Print out the data below in full and exactly, skipping the pictures.

----

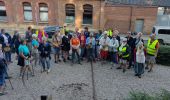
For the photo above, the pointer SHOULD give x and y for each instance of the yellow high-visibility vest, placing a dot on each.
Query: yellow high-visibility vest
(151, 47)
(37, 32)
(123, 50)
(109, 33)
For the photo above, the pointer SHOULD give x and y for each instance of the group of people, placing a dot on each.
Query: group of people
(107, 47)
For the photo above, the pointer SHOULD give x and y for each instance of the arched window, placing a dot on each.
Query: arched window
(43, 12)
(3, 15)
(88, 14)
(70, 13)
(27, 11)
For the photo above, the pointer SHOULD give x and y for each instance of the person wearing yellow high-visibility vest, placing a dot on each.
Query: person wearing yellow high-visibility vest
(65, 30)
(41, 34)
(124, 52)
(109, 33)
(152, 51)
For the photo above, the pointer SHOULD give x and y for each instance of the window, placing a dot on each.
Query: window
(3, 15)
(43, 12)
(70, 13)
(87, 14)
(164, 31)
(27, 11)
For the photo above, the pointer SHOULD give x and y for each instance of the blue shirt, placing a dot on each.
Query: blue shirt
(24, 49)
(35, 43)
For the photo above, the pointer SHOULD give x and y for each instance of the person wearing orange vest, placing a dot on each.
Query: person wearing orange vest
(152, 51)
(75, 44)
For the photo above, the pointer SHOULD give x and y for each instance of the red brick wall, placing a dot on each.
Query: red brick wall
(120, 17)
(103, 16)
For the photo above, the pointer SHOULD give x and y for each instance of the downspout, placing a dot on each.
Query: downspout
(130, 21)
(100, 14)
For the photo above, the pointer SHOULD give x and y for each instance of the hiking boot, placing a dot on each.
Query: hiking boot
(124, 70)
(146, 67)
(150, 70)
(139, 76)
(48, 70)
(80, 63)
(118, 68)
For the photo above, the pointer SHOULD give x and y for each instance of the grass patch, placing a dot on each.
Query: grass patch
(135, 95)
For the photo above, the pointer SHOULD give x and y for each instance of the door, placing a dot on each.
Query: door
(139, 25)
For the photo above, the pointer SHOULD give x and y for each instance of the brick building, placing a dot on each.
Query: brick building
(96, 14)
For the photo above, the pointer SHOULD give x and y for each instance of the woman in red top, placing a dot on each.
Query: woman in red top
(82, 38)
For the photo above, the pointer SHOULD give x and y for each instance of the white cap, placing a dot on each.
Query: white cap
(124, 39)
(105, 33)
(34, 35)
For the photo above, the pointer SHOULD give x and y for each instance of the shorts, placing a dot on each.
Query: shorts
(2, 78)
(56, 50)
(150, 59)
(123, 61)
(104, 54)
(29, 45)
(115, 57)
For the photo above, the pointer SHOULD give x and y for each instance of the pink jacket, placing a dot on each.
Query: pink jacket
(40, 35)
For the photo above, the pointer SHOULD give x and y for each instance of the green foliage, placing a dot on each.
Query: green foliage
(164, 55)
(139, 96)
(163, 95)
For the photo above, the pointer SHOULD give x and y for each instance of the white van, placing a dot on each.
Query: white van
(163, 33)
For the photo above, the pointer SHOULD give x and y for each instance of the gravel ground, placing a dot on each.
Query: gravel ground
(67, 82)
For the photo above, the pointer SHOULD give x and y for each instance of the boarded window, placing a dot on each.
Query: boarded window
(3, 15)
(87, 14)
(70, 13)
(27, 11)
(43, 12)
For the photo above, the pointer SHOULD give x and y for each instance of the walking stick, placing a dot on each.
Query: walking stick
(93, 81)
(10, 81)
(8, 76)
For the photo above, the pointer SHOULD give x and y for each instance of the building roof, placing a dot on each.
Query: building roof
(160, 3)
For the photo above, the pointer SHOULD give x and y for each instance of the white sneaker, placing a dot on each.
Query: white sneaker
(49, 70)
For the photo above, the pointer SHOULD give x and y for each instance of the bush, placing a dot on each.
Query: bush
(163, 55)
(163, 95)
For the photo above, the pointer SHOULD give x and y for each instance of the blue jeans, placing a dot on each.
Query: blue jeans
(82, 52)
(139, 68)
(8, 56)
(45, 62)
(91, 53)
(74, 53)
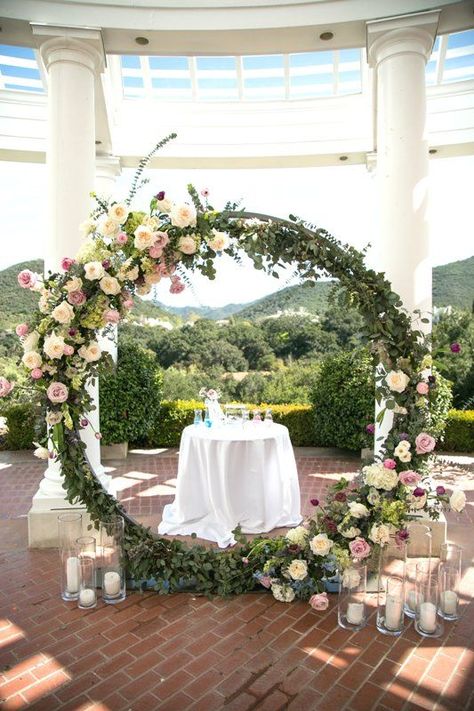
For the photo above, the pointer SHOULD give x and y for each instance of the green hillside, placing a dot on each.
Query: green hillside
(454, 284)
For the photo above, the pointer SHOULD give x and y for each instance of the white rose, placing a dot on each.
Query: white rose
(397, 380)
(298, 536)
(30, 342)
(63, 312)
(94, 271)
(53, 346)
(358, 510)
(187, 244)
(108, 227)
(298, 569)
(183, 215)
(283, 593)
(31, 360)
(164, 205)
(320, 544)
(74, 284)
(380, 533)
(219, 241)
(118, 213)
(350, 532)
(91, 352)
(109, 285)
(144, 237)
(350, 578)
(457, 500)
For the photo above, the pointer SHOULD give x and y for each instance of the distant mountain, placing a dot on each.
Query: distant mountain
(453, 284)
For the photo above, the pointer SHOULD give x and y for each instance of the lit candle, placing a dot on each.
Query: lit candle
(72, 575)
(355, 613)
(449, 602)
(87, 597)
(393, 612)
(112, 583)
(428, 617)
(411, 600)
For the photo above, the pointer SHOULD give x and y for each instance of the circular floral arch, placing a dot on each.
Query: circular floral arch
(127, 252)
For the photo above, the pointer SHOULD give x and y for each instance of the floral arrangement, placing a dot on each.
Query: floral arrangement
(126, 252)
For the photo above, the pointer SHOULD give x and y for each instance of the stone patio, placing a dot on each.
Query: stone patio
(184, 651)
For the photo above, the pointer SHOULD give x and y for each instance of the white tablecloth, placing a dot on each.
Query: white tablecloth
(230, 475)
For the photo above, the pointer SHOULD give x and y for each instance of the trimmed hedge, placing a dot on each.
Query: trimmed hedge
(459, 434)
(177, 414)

----

[ANSWER FOR THE TASK]
For the photo above, the pointer SHOULD give x and y for each instance of the yellow high-visibility vest, placing a dot on each.
Query: yellow high-visibility vest
(151, 47)
(37, 32)
(123, 50)
(109, 33)
For the photo above, the pointer SHOULD give x and y for each instance of the group of people, placing a dot on each.
Query: group of people
(107, 47)
For the photo above, the pointer SHOULD give x and y for each instance of the arched window, placing a dot on each.
Query: arched window
(43, 12)
(3, 15)
(88, 14)
(70, 13)
(27, 11)
For the photo above, the pointer SHOULD give x and y for each instance of the person wearing yellow high-visibility vest, placing a dot on each.
Query: person wearing yellow high-visibility vest
(65, 30)
(41, 34)
(124, 52)
(109, 33)
(152, 51)
For the photo above, the pointer SHOULD give x and y for each instance of the window, placing a dot on each.
Query: window
(3, 15)
(43, 12)
(70, 13)
(87, 14)
(164, 31)
(27, 11)
For the photo above, the pointer SHOULD give x and y for each instance of the blue shirt, placing a dot on each.
Query: blue shirt
(24, 49)
(35, 43)
For the photo above, the pointer SHOULD give x and y for each instance of the person wearing orange vest, placing a dot on each.
Query: person wearing orange vest
(152, 51)
(75, 44)
For the photo above, the pointer SHOULD give x and y for each instance of the red brick wall, placing a dot on each.
Query: red brick wall
(120, 17)
(103, 16)
For the photo above, the pointer SHOULD give x and y for each instance of the downspout, placing a dot on each.
Query: downspout
(130, 21)
(100, 14)
For the photo above, the pointer SHOULD give x and y for each instance of the hiking boot, placing a dot on each.
Query: hiking boot
(124, 70)
(146, 67)
(150, 70)
(139, 76)
(48, 70)
(80, 63)
(118, 68)
For the photo above, the pointer SHOULD give x and y for each instance of the grass patch, placing a dot on each.
Query: grass patch
(135, 95)
For the photo above, the pointer SHOULD give x and y for each instance of the door, placing a dot on each.
Query: door
(139, 25)
For the photo above, the pointer SHOULD give x and y for each instance of the brick building, placing a dot on each.
Query: brick building
(96, 14)
For the photo above, the pointer SHOULD give x and y for each instance of the woman in red top, placing a dot on each.
Query: woman in red top
(82, 38)
For the photo above, the pointer SHOULD give x and y for each instance of the white cap, placing a dot on each.
Query: white cap
(124, 39)
(105, 33)
(34, 35)
For the photo above, the pointer SHOULD give x and y for each instance of the shorts, placing a dot on each.
Query: shorts
(2, 78)
(56, 50)
(150, 59)
(123, 61)
(104, 54)
(29, 45)
(115, 57)
For the photo above, the pointer SHOULD give x and y for each instance of the pink jacket, placing a dot on each.
Query: pink jacket
(40, 35)
For the photo above, the pointer SHOULD give x and y for each instance of the green foliage, placing a dot on each.
Query: green foliage
(164, 55)
(139, 96)
(163, 95)
For the photo above, the pointer SHOULD give x and y for each instance of the white van, placing a dot on each.
Query: white van
(163, 33)
For the photo above, the pointer SHOULD give x and y for each instance of the gravel ground, placing a dot on each.
Query: gravel ground
(67, 82)
For the photo above, the pointer SHOULD give x and y for each instance of the boarded window, placing a dot on each.
Query: boarded window
(3, 15)
(87, 14)
(70, 13)
(27, 11)
(43, 12)
For the photo above, the pointer SHOULD give x and y for each instance of the walking stick, placing a dot on each.
Query: walking stick
(93, 81)
(10, 81)
(8, 76)
For the photo above, the pointer SHOULD give x and y for each instance of the building roof, placing a dot on each.
Query: building roof
(160, 3)
For the photo above, the pointer SHOULD give x and y for each instance of the white sneaker, placing a dot on each.
Query: white sneaker
(49, 70)
For the photo above, the pointer SHOULD give x and y for each instance of the bush, placing a dot on each.
Query: bush
(163, 55)
(163, 95)
For the photo above, the pointer SHOULD give x and y for each instance of the blue jeans, placing a dot on each.
Query: blue jeans
(82, 52)
(139, 68)
(8, 56)
(45, 62)
(91, 53)
(74, 53)
For the photo above, the pointer SHOULD give x and y for each instance of the green hillside, placing a dot on each.
Query: green hillside
(454, 284)
For the photo above, the pointer SHOULD give x and y for each instance of the white rose, placing a dot on each.
Query: white rose
(397, 380)
(298, 536)
(30, 342)
(63, 312)
(94, 271)
(53, 346)
(358, 510)
(187, 244)
(108, 227)
(298, 569)
(183, 215)
(283, 593)
(31, 360)
(164, 205)
(320, 544)
(74, 284)
(380, 533)
(219, 241)
(118, 213)
(350, 532)
(91, 352)
(109, 285)
(144, 237)
(350, 578)
(457, 500)
For the photo above, the pointer SHOULD give x and y for each instance of the distant mountain, placing a dot on each.
Query: distant mountain
(453, 284)
For the photo above, the pointer SHOULD give x and y for each instance of the lit candle, placing a dot on each.
Query: lit candle
(72, 575)
(355, 613)
(449, 602)
(87, 597)
(393, 612)
(112, 583)
(428, 617)
(411, 600)
For the photo above, the pointer SHOULD give x and y for each instance of the circular floral arch, placing a dot on each.
Query: circular floral arch
(127, 252)
For the photo above, the pointer SHOULD give x and y for each instance of the floral arrangement, placing a dot on each.
Query: floral arrangement
(126, 252)
For the photo above, the pointer SHOULD give x and y for each instance of the stone patio, placing a dot on each.
Query: stone patio
(184, 651)
For the photo above, the pointer SHOULD give x and y for each instance of the white tablecloth, placing a dot on each.
Query: white tablecloth
(230, 475)
For the photo above, the pointer SHOULD give x and y for each instance of the trimmed hedge, placing a dot on each.
Query: trimmed hedge
(459, 434)
(177, 414)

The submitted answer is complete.